• [Given task]: Reproduce the data in its entirety, exactly as supplied.

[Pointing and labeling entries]
──────────────────────────────

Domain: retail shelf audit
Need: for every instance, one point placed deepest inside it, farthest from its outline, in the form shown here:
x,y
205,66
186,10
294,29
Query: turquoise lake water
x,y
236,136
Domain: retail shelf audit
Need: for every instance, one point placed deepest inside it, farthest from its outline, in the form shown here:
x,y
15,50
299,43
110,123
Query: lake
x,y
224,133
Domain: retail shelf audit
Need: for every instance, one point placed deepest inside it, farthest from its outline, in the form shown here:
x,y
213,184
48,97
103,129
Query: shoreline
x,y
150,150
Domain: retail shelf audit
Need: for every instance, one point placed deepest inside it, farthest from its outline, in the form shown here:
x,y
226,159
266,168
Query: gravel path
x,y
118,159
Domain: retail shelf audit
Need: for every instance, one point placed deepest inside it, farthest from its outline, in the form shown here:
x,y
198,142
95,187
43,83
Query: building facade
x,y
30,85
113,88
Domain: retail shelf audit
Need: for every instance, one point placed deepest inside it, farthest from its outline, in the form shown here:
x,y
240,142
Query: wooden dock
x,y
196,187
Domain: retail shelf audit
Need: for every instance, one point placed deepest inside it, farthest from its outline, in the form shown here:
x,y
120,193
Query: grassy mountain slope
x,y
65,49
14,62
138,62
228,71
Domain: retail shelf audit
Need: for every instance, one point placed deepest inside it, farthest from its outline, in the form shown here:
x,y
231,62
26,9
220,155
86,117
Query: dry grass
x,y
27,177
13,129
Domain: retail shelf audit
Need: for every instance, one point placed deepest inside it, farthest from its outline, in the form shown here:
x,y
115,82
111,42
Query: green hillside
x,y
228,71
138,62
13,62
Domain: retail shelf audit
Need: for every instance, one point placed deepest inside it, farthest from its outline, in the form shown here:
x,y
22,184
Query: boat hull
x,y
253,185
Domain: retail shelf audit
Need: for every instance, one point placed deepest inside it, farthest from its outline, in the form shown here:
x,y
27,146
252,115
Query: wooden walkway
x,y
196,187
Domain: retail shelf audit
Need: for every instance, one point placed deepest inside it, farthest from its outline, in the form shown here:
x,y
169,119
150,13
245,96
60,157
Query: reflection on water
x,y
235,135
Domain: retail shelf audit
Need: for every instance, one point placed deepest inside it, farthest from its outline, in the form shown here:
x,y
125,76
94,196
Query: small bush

──────────────────────────────

• [Written reply]:
Domain: retail shelf audit
Need: for every instance, one point placed deepest inside it, farthest from its outline, in the form shown here:
x,y
205,66
186,10
294,29
Query: turquoise lake water
x,y
236,136
Domain: retail shelf audit
Need: for every instance, one point placed deepest inside it, farthest from its outline, in the form shown here:
x,y
15,50
299,43
110,123
Query: lake
x,y
224,133
Domain: retail shelf audit
Need: for every instance, one point placed deepest inside it, farthest from its outline, in the form shown here:
x,y
213,184
48,97
103,129
Query: shoreline
x,y
150,150
Domain: retail shelf audit
Need: for every instance, one point placed deepest inside it, farthest from its outline, in the form shown here:
x,y
226,159
266,168
Query: gravel path
x,y
118,159
Domain: retail shelf audit
Need: for every instance, one point placed deepest inside it, farthest from its outline, in the form shown here:
x,y
198,142
95,187
43,83
Query: building facade
x,y
30,85
113,88
Domain: retail shelf audit
Need: for every instance, one point placed deepest inside it, farthest from its outline, in the form shown here:
x,y
240,142
Query: wooden dock
x,y
196,187
Domain: retail shelf audit
Need: for every instance, one point placed deepest inside it, farthest from its outline, in the form shown here:
x,y
120,193
Query: grassy mountain slope
x,y
65,49
14,62
138,62
228,71
Domain: retail shelf audit
Need: for every instance, one point placed deepest inside it, farthest from its outline, in the form shown here:
x,y
231,62
26,9
220,155
86,117
Query: dry grass
x,y
27,177
13,129
Domain: retail shelf audit
Need: for every instance, one point placed deepest inside it, farthest from its outline, in the form shown here:
x,y
115,82
111,42
Query: green hillside
x,y
228,71
138,62
13,62
Domain: retail shelf audit
Need: for every instance, one point placed deepest inside it, farthest from its outline, in the form shown here:
x,y
22,184
Query: boat hull
x,y
253,185
Domain: retail shelf audit
Need: for every instance, one point placed deepest inside it, farthest from its outline, in the form shown here:
x,y
27,146
252,115
Query: wooden walkway
x,y
196,187
Domain: retail shelf audit
Need: for every instance, one point placed deepest inside it, farthest from its outline, in the form shown here:
x,y
169,119
150,13
245,96
60,157
Query: reflection on water
x,y
235,135
Domain: retail shelf audit
Need: for every instance, one point placed deepest inside it, farthest from its outline, in the form shown here:
x,y
125,76
94,196
Query: small bush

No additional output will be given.